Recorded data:
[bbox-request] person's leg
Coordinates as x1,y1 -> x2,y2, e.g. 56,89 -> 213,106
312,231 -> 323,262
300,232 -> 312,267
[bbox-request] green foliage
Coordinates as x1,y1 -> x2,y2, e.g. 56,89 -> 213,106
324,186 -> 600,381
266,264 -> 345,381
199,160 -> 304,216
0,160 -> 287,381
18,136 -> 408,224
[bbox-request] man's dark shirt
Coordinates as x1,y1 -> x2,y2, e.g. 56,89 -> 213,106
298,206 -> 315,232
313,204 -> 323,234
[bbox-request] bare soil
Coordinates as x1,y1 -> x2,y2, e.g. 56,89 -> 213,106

• _INSTRUCTIONS TO FOLLOW_: Rewrite the part of the records that starts with the line containing "[bbox-request] bare soil" and runs to the end, switching "bare" to "loose" and keeping everything else the same.

• _RESPONSE_:
[bbox-request] loose soil
Coordinates as x1,y1 -> x2,y2, e.g. 56,89 -> 213,106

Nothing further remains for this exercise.